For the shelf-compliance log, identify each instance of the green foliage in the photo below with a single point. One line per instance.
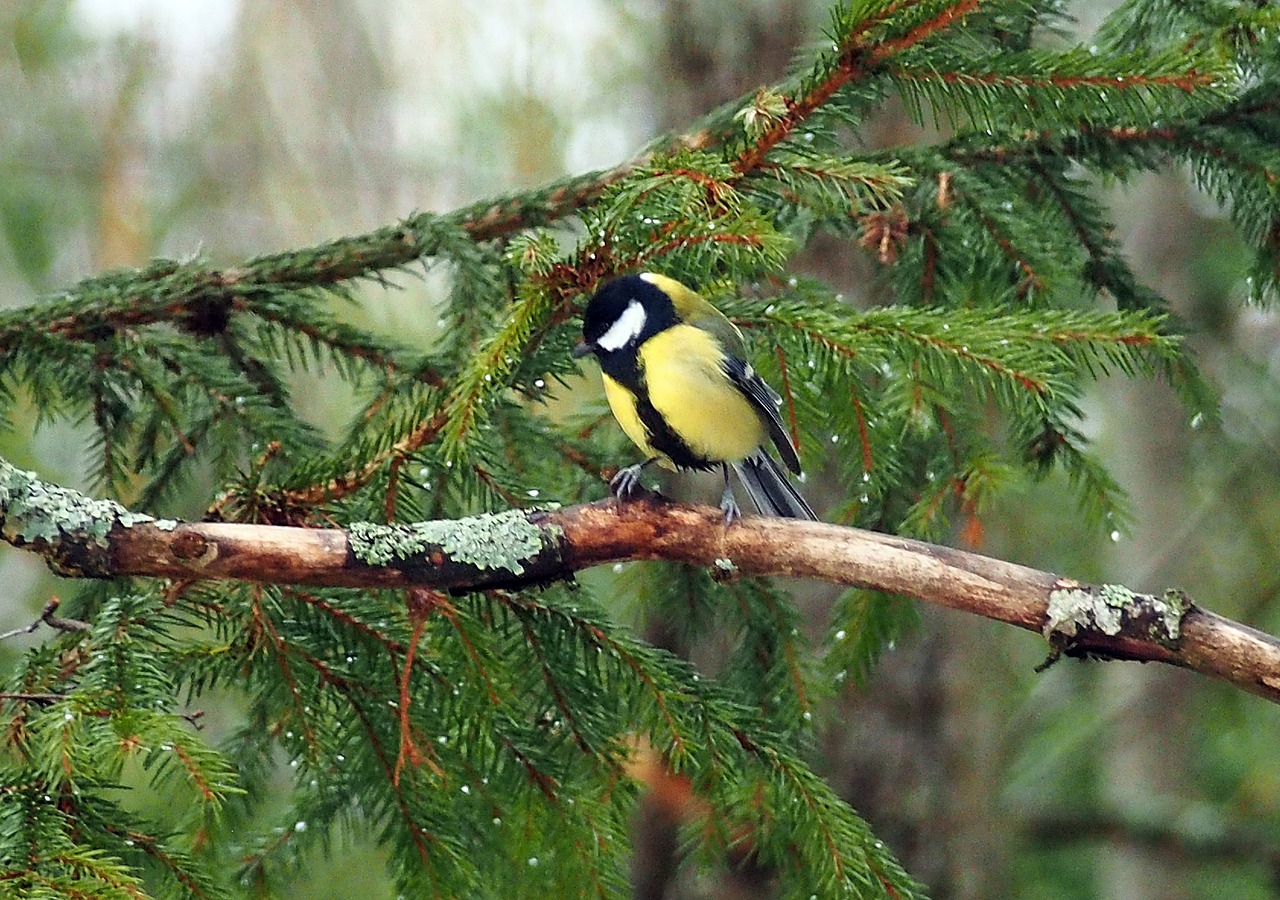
(492, 743)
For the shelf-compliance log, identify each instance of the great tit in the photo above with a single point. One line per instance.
(677, 380)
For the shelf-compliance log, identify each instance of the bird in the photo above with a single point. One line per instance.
(677, 380)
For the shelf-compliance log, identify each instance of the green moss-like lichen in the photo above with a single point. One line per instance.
(502, 540)
(36, 511)
(1106, 608)
(1075, 608)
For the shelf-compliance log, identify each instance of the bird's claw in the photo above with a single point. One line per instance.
(626, 482)
(728, 503)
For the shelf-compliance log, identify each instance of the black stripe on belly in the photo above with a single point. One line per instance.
(663, 439)
(624, 366)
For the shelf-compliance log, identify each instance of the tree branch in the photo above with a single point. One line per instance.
(85, 538)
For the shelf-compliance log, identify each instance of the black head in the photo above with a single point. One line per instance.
(622, 315)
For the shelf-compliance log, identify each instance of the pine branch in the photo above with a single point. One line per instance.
(99, 539)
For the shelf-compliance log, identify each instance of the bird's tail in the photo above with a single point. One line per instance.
(771, 489)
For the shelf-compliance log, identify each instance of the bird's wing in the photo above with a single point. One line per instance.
(767, 401)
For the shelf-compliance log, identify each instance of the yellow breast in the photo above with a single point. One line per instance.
(686, 387)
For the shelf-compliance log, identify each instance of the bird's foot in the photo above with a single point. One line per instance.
(728, 503)
(626, 482)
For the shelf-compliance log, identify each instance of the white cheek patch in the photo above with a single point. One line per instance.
(624, 330)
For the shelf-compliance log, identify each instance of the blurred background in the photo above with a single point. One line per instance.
(140, 128)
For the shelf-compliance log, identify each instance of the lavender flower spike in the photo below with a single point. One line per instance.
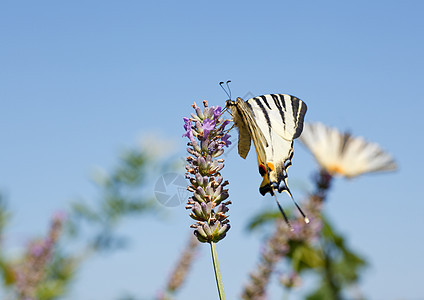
(206, 132)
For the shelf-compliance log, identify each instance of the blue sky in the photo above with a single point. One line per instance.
(80, 81)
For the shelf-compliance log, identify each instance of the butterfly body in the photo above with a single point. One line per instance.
(272, 122)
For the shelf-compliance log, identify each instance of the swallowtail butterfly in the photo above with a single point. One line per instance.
(272, 122)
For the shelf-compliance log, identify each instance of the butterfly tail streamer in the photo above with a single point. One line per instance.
(283, 213)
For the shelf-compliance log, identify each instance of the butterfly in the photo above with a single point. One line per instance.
(272, 122)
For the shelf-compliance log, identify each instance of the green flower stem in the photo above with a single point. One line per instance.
(217, 272)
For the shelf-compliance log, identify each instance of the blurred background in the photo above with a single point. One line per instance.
(91, 93)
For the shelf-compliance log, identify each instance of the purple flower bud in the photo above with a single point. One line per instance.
(207, 140)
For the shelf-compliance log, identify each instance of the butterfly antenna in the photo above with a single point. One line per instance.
(305, 218)
(282, 212)
(227, 92)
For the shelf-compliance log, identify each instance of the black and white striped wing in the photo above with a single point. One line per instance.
(280, 119)
(283, 113)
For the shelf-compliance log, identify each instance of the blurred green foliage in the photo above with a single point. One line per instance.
(91, 223)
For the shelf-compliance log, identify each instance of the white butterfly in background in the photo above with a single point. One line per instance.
(343, 154)
(272, 121)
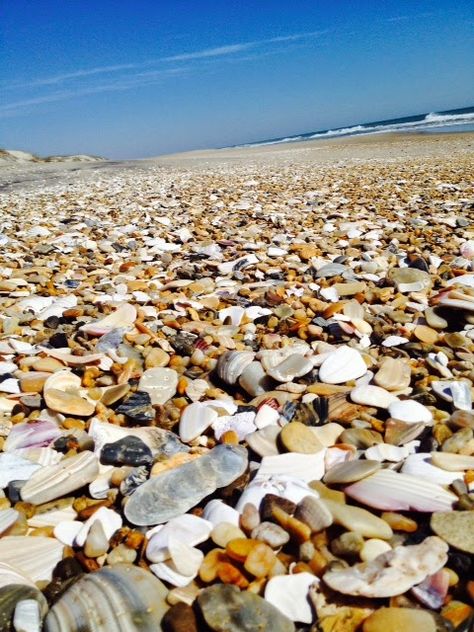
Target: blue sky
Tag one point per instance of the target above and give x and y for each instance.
(137, 78)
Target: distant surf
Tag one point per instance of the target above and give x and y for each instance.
(448, 120)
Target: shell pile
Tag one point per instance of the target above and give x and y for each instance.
(237, 395)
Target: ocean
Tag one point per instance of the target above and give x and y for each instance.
(459, 120)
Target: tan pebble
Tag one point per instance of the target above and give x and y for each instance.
(373, 548)
(224, 532)
(398, 619)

---

● Challenge
Present every line of the data above as a Markdown table with the columns Row and Line, numbering the rows in order. Skip blank lines and leave out the pictures.

● Exercise answer
| Row | Line |
|---|---|
| 1 | For the shelf-compliance log, identify each instance of the green foliage in the photo below with a single point. One line per instance. |
| 2 | (492, 743) |
| 3 | For the shelf-compliance log, identify each instance of the great tit in the photo above with a single point. One line per instance. |
| 4 | (677, 380) |
| 5 | For the shelf-compliance log, identify each instance of the bird in the photo above with a single point. One line per instance. |
| 6 | (677, 380) |
| 7 | For the shelf-compliance log, identify each instance of the green moss-like lichen in the photo above with a single point. One line per instance. |
| 8 | (502, 540) |
| 9 | (36, 511) |
| 10 | (1106, 608) |
| 11 | (1075, 608) |
| 12 | For the shelf-compliance log, identify each instance of the bird's claw in the photo above with a single point. One line per instance. |
| 13 | (626, 482) |
| 14 | (728, 503) |
| 15 | For the shelf-compliance log, identify each instance of the black stripe on belly in the photo above with a single point. One line per instance. |
| 16 | (663, 439) |
| 17 | (624, 366) |
| 18 | For the shelf-compliance log, identify each instance of the tree branch in the photo above with a single point. One line per instance. |
| 19 | (85, 538) |
| 20 | For the shelf-compliance log, identify each instance of the black head in the photo above with a single point. One line per instance. |
| 21 | (622, 315) |
| 22 | For the shelf-compliance log, identify each instance of the pine branch in the photo above with a single point. One line per instance. |
| 23 | (99, 539) |
| 24 | For the shelf-compliance log, identify each instance of the bird's tail in the photo above with a single point. One line per instance. |
| 25 | (771, 489) |
| 26 | For the shelf-compliance log, identify each instance of the bird's wing in the photo above with a single point. One line per instance. |
| 27 | (767, 401) |
| 28 | For the shelf-compliance log, identify each instance of the yellow breast in the photo above with a single point. One line per instance. |
| 29 | (686, 387) |
| 30 | For the shelf-compliance log, identify each instance of the bird's foot in the photo above with a single point. One line per instance. |
| 31 | (728, 503) |
| 32 | (626, 482) |
| 33 | For the shelf-compliance log, identify each instance of the white cheek patch in the photo above with a single point. One line per instance. |
| 34 | (624, 330) |
| 35 | For the shelf-compliance log, identify each instance of the blurred background in the photo above with a single point. One line per instance. |
| 36 | (140, 128) |
| 37 | For the shelf-compliance log, identify each instance of the lavender flower spike in the photo below with a single point. One line per instance. |
| 38 | (206, 132) |
| 39 | For the shelf-compliance log, identify each instance of the blue sky in the photo above with a single point. One line per instance. |
| 40 | (80, 81) |
| 41 | For the shelf-compliance log, identify each instance of the butterfly body in the photo above with a single point. One line per instance. |
| 42 | (272, 122) |
| 43 | For the shelf-compliance log, identify each instance of the swallowtail butterfly in the photo above with a single point. One line per instance. |
| 44 | (272, 122) |
| 45 | For the shelf-compliance log, identify each instance of the butterfly tail streamer in the photo above with a single point. One line per instance. |
| 46 | (283, 213) |
| 47 | For the shelf-compliance log, identify each instance of the butterfly in the photo above with a single point. One line per instance. |
| 48 | (272, 122) |
| 49 | For the shelf-compliance log, identify each instance of the green flower stem in the photo above with a single point. One line per instance. |
| 50 | (217, 272) |
| 51 | For the shelf-compliance log, identify each instance of the blurred background in the photo above with a single point. One line per instance. |
| 52 | (91, 93) |
| 53 | For the shelf-compliance log, identify each instance of the purple flower bud in the photo above with a single point. One line per instance. |
| 54 | (207, 140) |
| 55 | For the shelf-compliance log, identify each instance of the butterfly antenna in the photo above with a single point. One line per instance. |
| 56 | (305, 218) |
| 57 | (282, 212) |
| 58 | (227, 92) |
| 59 | For the shelf-compliance log, identify each instance of the black and white striped wing in the photo above with a single point. One line per instance. |
| 60 | (280, 119) |
| 61 | (283, 113) |
| 62 | For the shelf-compliance log, identify each instance of the blurred green foliage in the photo above with a single point. One line per instance. |
| 63 | (91, 223) |
| 64 | For the shelf-compliance log, identify each instance of the white butterfly in background in the photo above with a single point. One line per instance. |
| 65 | (343, 154) |
| 66 | (272, 121) |
| 67 | Target: blue sky |
| 68 | Tag one point per instance of the target above and give x and y for each instance. |
| 69 | (137, 78) |
| 70 | Target: distant surf |
| 71 | Tag one point per instance of the target above and give x and y for each instance. |
| 72 | (448, 120) |
| 73 | Target: shell pile |
| 74 | Tag one point per instance of the target above and give x and y for each instance. |
| 75 | (237, 395) |
| 76 | Target: ocean |
| 77 | Tag one point per instance of the target above and give x and y for each instance. |
| 78 | (459, 120) |
| 79 | Target: tan pebble |
| 80 | Tag one point per instance of the target above and give x and y for each instance. |
| 81 | (373, 548) |
| 82 | (224, 532) |
| 83 | (398, 619) |